**Prompt**
Reproduce the records word for word, from the very start through the line containing "[[303, 98]]", including that line.

★ ★ ★

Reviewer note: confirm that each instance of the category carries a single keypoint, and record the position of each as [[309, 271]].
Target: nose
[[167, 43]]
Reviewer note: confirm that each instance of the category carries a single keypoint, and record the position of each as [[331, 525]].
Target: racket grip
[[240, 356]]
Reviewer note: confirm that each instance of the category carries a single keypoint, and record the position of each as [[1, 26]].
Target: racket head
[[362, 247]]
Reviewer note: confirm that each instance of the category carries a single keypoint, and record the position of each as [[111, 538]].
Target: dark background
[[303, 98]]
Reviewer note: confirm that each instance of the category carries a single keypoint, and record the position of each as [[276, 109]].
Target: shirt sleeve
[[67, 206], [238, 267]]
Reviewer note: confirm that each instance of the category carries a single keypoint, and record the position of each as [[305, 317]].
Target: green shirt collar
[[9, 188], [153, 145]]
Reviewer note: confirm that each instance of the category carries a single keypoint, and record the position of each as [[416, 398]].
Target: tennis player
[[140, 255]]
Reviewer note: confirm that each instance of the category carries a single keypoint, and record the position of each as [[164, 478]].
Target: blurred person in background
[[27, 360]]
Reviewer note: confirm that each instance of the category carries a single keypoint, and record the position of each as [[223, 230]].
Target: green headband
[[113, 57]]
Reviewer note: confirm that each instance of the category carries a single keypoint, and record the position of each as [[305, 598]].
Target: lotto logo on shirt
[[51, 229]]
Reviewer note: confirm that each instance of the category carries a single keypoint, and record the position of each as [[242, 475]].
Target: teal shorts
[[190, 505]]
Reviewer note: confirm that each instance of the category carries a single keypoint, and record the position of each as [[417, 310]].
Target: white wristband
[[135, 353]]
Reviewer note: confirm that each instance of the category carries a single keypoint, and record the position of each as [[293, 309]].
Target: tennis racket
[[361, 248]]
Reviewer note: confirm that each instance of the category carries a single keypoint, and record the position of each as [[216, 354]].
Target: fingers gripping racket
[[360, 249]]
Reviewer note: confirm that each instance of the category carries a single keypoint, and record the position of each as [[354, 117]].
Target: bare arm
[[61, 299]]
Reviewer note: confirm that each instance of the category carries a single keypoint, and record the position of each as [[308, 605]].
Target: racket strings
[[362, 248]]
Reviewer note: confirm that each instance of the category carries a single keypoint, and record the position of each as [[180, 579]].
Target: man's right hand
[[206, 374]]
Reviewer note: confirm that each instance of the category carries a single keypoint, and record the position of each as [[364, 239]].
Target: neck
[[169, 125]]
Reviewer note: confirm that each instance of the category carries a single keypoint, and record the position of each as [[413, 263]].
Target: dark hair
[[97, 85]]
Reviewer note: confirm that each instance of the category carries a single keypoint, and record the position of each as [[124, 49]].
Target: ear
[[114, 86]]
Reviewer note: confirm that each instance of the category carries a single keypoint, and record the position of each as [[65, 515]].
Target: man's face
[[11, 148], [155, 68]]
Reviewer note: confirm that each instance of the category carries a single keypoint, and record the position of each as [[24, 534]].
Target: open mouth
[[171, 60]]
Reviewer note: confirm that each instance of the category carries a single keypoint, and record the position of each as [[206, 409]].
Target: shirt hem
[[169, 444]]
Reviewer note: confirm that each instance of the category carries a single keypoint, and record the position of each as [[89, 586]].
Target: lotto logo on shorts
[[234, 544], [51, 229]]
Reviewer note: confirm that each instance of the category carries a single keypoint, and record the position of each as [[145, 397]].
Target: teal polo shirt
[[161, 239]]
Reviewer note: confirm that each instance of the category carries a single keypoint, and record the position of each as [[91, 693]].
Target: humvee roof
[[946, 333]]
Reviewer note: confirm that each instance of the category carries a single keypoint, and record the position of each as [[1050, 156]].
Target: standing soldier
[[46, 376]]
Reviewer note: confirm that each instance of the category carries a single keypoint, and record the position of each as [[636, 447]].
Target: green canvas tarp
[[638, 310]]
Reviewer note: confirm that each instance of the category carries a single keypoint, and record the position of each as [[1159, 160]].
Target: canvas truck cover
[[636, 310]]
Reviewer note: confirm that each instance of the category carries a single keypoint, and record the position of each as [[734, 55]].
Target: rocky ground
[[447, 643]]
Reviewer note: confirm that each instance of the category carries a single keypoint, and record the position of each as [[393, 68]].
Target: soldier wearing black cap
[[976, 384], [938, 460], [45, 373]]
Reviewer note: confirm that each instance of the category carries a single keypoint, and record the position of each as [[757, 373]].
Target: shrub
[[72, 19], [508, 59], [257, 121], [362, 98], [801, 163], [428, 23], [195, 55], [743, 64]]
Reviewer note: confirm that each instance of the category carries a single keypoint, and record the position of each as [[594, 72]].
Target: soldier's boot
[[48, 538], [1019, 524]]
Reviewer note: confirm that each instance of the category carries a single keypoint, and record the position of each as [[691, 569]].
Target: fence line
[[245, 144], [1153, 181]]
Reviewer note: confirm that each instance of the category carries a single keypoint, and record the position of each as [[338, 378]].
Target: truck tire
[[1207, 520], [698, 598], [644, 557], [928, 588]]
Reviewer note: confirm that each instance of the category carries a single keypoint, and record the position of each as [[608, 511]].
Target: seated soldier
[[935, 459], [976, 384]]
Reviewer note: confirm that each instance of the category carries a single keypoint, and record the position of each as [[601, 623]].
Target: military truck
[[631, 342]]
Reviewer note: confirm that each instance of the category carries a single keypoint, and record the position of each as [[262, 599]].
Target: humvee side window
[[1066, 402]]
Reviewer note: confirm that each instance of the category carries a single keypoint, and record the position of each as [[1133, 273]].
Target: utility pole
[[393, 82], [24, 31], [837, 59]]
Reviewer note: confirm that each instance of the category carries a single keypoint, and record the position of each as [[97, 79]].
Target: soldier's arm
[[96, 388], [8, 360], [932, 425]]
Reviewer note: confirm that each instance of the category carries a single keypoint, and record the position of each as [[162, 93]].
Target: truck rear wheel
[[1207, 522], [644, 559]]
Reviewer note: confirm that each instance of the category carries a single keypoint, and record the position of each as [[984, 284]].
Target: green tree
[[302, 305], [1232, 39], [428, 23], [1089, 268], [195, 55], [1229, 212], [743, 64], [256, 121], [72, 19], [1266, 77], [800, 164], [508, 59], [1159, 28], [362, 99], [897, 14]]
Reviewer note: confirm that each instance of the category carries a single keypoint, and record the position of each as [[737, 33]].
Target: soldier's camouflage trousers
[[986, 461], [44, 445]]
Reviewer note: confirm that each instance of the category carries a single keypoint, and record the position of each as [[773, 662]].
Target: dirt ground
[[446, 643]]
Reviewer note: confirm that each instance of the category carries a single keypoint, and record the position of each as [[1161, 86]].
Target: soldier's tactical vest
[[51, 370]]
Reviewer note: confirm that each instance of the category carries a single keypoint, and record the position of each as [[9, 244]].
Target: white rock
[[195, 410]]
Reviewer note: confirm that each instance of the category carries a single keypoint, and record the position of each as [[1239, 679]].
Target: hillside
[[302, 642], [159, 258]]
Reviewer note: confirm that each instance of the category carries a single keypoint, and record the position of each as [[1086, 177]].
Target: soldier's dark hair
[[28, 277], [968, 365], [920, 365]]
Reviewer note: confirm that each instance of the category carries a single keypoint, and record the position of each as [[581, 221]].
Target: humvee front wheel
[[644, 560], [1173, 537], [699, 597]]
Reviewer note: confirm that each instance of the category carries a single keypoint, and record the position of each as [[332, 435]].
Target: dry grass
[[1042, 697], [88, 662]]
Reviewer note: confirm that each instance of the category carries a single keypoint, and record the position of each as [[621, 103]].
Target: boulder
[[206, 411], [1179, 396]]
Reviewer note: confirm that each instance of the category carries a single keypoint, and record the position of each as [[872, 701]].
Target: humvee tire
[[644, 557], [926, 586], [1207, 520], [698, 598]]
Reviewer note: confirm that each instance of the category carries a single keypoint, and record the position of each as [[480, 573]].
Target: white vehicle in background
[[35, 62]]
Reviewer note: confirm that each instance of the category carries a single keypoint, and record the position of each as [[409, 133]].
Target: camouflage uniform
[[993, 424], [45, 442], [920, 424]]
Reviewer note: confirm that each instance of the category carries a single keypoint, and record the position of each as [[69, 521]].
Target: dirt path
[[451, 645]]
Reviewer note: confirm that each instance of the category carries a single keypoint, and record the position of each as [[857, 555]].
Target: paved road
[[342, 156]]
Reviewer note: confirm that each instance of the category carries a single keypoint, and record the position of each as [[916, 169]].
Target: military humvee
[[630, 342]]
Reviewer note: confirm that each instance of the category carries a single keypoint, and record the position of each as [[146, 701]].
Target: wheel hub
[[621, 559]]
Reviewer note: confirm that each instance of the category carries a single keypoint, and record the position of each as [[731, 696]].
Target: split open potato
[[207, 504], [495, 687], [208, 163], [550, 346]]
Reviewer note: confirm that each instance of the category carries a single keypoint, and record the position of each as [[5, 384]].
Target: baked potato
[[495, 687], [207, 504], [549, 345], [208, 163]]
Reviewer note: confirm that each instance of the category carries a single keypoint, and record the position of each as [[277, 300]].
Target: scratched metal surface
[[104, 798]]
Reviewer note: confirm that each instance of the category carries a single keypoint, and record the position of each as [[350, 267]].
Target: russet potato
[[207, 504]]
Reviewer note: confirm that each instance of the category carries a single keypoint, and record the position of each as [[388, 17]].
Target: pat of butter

★ ★ ★

**The output**
Reviewer note: confirm that each instance of the category carries a single keypoint, and record the position of each as [[309, 271]].
Target: nose
[[167, 43]]
Reviewer note: confirm that each instance of the category carries a single keypoint, and record the position of each as [[331, 525]].
Target: racket grip
[[240, 356]]
Reviewer note: confirm that each instance of the category carries a single keypoint, and record the position of each as [[1, 26]].
Target: racket head
[[362, 247]]
Reviewer note: confirm that each instance of the category carries a single keypoint, and record the position of each as [[111, 538]].
Target: dark background
[[303, 98]]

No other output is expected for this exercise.